TASK STATEMENT
The whole listing, repeated exactly, is what this task asks for.

SOURCE MATERIAL
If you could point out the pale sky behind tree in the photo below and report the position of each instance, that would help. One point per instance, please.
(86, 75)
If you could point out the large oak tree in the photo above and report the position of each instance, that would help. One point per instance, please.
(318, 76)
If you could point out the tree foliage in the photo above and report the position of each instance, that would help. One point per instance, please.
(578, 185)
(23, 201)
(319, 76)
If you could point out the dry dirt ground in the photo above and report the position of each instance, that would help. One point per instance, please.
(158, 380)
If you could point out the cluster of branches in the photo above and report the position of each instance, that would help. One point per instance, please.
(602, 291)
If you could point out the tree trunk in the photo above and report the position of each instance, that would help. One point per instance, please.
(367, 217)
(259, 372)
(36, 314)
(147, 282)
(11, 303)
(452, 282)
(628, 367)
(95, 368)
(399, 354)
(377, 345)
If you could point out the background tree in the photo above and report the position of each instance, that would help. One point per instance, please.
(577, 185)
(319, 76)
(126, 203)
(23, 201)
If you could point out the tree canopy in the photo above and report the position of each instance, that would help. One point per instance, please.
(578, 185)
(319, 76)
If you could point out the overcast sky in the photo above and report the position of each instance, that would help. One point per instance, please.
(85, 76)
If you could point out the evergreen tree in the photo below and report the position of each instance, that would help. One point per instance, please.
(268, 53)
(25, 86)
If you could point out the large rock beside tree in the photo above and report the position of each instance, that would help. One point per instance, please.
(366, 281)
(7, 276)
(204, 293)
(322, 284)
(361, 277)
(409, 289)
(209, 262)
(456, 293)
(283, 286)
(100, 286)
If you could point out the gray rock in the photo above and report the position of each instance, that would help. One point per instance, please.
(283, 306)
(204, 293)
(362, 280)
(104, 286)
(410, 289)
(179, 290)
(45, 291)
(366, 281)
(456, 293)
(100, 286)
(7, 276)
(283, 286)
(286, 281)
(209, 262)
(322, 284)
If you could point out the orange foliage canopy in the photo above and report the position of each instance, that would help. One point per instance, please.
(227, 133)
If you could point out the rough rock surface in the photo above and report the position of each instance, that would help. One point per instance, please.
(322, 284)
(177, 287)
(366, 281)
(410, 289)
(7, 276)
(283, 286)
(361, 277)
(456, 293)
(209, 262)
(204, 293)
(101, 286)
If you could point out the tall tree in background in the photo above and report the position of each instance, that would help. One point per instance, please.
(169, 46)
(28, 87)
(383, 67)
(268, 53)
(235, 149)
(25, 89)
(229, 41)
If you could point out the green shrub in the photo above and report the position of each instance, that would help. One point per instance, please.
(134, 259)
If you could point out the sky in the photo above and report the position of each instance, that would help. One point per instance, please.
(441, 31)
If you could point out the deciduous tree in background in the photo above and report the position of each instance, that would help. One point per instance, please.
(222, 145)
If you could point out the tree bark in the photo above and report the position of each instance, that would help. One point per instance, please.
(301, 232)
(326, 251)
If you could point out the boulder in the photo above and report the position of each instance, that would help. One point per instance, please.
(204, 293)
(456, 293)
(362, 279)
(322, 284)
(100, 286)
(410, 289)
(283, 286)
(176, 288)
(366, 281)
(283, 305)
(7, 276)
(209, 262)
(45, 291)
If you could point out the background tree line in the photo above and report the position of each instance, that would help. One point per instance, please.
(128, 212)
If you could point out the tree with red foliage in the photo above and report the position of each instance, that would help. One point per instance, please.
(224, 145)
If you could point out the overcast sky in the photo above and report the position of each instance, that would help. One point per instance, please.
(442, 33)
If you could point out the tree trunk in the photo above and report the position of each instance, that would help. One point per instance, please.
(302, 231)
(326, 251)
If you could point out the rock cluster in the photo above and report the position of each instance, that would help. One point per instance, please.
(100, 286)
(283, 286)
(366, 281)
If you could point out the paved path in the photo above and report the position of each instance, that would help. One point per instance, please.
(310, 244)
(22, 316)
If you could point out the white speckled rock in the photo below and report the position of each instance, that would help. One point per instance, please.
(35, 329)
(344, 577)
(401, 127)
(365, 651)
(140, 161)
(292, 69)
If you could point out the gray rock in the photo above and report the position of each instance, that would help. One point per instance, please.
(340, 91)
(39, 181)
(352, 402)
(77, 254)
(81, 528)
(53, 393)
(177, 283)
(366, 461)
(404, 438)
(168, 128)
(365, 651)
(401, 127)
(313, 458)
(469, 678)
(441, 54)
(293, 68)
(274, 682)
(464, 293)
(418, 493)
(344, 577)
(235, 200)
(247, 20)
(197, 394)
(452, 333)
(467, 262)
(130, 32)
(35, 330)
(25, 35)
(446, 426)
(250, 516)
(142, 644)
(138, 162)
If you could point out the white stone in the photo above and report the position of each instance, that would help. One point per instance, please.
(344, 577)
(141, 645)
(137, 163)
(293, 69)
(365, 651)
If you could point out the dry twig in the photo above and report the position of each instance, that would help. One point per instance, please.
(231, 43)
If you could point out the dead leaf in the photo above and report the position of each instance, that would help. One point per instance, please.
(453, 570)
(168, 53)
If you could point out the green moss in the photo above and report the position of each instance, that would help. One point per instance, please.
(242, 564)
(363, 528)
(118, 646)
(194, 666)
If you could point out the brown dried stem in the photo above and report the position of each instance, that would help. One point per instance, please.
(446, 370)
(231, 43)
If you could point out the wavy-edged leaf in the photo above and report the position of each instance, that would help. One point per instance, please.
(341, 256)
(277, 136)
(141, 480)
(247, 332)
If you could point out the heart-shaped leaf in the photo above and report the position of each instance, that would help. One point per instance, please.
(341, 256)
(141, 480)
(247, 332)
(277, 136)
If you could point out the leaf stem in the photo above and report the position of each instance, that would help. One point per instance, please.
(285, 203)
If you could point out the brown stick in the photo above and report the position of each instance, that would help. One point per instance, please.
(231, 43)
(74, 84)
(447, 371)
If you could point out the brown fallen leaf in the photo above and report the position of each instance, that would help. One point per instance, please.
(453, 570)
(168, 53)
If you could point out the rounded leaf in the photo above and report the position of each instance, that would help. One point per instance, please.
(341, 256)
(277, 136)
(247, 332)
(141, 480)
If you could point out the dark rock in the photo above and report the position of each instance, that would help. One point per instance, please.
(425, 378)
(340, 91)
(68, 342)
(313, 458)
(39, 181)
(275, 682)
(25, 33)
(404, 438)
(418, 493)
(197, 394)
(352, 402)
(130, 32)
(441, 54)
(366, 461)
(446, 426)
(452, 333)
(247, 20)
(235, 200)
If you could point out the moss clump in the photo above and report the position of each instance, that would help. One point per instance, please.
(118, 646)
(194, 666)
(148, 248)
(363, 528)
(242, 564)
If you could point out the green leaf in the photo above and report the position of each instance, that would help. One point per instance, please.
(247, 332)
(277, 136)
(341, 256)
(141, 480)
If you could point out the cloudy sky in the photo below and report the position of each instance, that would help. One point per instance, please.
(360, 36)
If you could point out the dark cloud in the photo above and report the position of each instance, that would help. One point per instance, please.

EXPECTED OUTPUT
If you could point out the pale sky behind tree in the photo below and report the position of each instance, that would help. One point per instance, please.
(86, 75)
If you could point out the large oak tree in the photo above and report the position of each instance, that would help. One point per instance, please.
(318, 76)
If you could point out the tree foliage in the photo above and report the position of each instance, that would help. One point per instance, please.
(578, 185)
(23, 201)
(319, 76)
If you could point out the dry dirt ground in the photo above and report the position of each instance, that would help. One point per instance, please.
(158, 380)
If you could point out the cluster of branches in the photo above and report the position of each instance, that would help. One point per instance, please.
(602, 291)
If you could point out the tree trunk in the photo above and report the position of each instance, that would help. One point per instance, please.
(367, 217)
(259, 372)
(36, 314)
(147, 282)
(11, 303)
(452, 282)
(628, 367)
(95, 368)
(399, 354)
(377, 345)
If you could point out the background tree in the photo above and report the position of each instance, that would help. One point per instance, please.
(577, 185)
(319, 76)
(126, 203)
(23, 201)
If you could point out the tree canopy in the photo above and report the position of each instance, that would help. One point per instance, please.
(578, 185)
(319, 76)
If you could point out the overcast sky in the photo above and report the position of each instance, that would help. One point per instance, please.
(85, 76)
If you could point out the evergreen tree in the photo below and report the position of each instance, that would help. One point per instance, please.
(268, 53)
(25, 86)
If you could point out the large rock beside tree in the photo above and report the position of each instance, that would help. One point per instance, please.
(366, 281)
(7, 276)
(204, 293)
(322, 284)
(361, 277)
(409, 289)
(209, 262)
(456, 293)
(283, 286)
(100, 286)
If you could point out the gray rock in the photo above and report the position of each instance, that would help. One point per instance, please.
(283, 306)
(204, 293)
(362, 280)
(104, 286)
(410, 289)
(179, 290)
(45, 291)
(366, 281)
(456, 293)
(100, 286)
(7, 276)
(283, 286)
(286, 281)
(209, 262)
(322, 284)
If you could point out the orange foliage canopy in the photo above and report the position of each instance, that would help. One point per instance, please.
(227, 133)
If you could point out the rough rock surface in the photo above and report the position of each instance, that would help. One point per instance, please.
(322, 284)
(177, 287)
(366, 281)
(410, 289)
(7, 276)
(283, 286)
(361, 277)
(456, 293)
(209, 262)
(204, 293)
(101, 286)
If you could point out the tall tree in background in the photo above and report the position of each instance, that would help. One point per instance, please.
(169, 46)
(28, 87)
(383, 67)
(268, 53)
(235, 149)
(25, 89)
(229, 41)
If you could point out the green shrub in the photo above and report the position of each instance, that would help. One point per instance, please.
(134, 259)
If you could point out the sky in the photo above and report the position of each instance, that would help. One point per instance, please.
(441, 31)
If you could point out the deciduous tree in background in the photo above and report the position of each instance, that would help. One point per instance, please.
(222, 145)
If you could point out the tree bark in the photo above and report the position of each instance, that would help. One point per instance, please.
(301, 232)
(326, 251)
If you could point out the boulder in the photo above and report the position of each instance, that would help. One point per instance, please.
(204, 293)
(456, 293)
(362, 279)
(322, 284)
(100, 286)
(410, 289)
(283, 286)
(176, 288)
(366, 281)
(283, 305)
(7, 276)
(209, 262)
(45, 291)
If you could point out the background tree line in the photo above and report the position of each instance, that would help. One point per instance, please.
(128, 212)
If you could point out the tree with red foliage in the photo above and report the position of each instance, that would help. One point per instance, please.
(224, 145)
If you could point out the overcast sky in the photo above and report the position of each instance, that would help. One point per instance, please.
(442, 33)
If you could point out the tree trunk in the photo above and report the position of each instance, that would help. One point per instance, please.
(302, 231)
(326, 251)
If you could point out the rock cluster in the photo above and report the position of each instance, that would help. One point per instance, please.
(100, 286)
(283, 286)
(366, 281)
If you could point out the paved path in the photo above and report the position of each instance, that would help. One point per instance, please.
(310, 244)
(22, 316)
If you could point out the white speckled rock in the photo below and report the position of each instance, that would help. One point per instance, please.
(35, 329)
(344, 577)
(401, 127)
(365, 651)
(140, 161)
(292, 69)
If you could point out the gray rock in the photo above and report the position of each instance, that would help. One point per instance, please.
(340, 91)
(39, 181)
(352, 402)
(77, 254)
(81, 528)
(53, 393)
(177, 283)
(366, 461)
(404, 438)
(168, 128)
(365, 651)
(401, 127)
(313, 458)
(469, 678)
(441, 54)
(293, 68)
(274, 682)
(464, 293)
(418, 493)
(344, 577)
(235, 200)
(247, 20)
(197, 394)
(452, 333)
(467, 262)
(130, 32)
(35, 330)
(25, 35)
(446, 426)
(250, 516)
(142, 644)
(138, 162)
If you could point out the white stone in the photo above and report the position of each instance, that would help. One point per instance, please.
(344, 577)
(141, 645)
(137, 163)
(293, 69)
(365, 651)
If you could point out the dry twig in the photo above and report the position of each instance, that would help. One point per instance, please.
(231, 43)
If you could point out the dead leaf in the photo above and report the position of each instance, that would help. One point per instance, please.
(453, 570)
(168, 53)
If you could point out the green moss in the photo above and report the position of each instance, that would help. One point per instance, please.
(242, 564)
(363, 528)
(118, 646)
(194, 666)
If you could point out the brown dried stem in the photo above and report the position of each instance, that would help. One point per instance, please.
(446, 370)
(231, 43)
If you could point out the wavy-edged leaf in the photo above and report the position of each instance, that would help. One point per instance, please.
(341, 256)
(277, 136)
(141, 480)
(247, 332)
If you could point out the heart-shaped leaf in the photo above and report the position of each instance, that would help. One point per instance, please.
(341, 256)
(141, 480)
(247, 332)
(277, 136)
If you could point out the leaf stem in the photo above and report the position of each instance, that would help. One point per instance, please.
(285, 203)
If you could point out the brown stick in the photo above and report the position of each instance, that would help. One point per instance, please.
(231, 43)
(74, 84)
(447, 371)
If you could point out the brown fallen leaf in the photo above and report the position of each instance, that would help. One point per instance, please.
(453, 570)
(168, 53)
If you could point out the rounded leaf in the photo above and report the position of each instance, that would help. One point per instance, please.
(341, 256)
(277, 136)
(247, 332)
(141, 480)
If you could point out the dark rock in the photo above and report the position of each instance, that would help. One point per instance, please.
(425, 378)
(340, 91)
(68, 342)
(313, 458)
(39, 181)
(275, 682)
(25, 33)
(404, 438)
(418, 493)
(197, 394)
(352, 402)
(130, 32)
(441, 54)
(366, 461)
(446, 426)
(452, 333)
(247, 20)
(235, 200)
If you could point out the moss clump in the photo above and report the position of each instance, that would help. One point per instance, please.
(118, 646)
(194, 666)
(148, 248)
(363, 528)
(242, 564)
If you could point out the green leaf in the photo above and report the position of each instance, that would help. One point per instance, please.
(247, 332)
(277, 136)
(341, 256)
(141, 480)
If you could point out the cloudy sky in the photo below and report the position of each instance, that would help. One point per instance, please.
(360, 36)
If you could point out the dark cloud in the photo above and report the position of each instance, that would help. One point per instance, please.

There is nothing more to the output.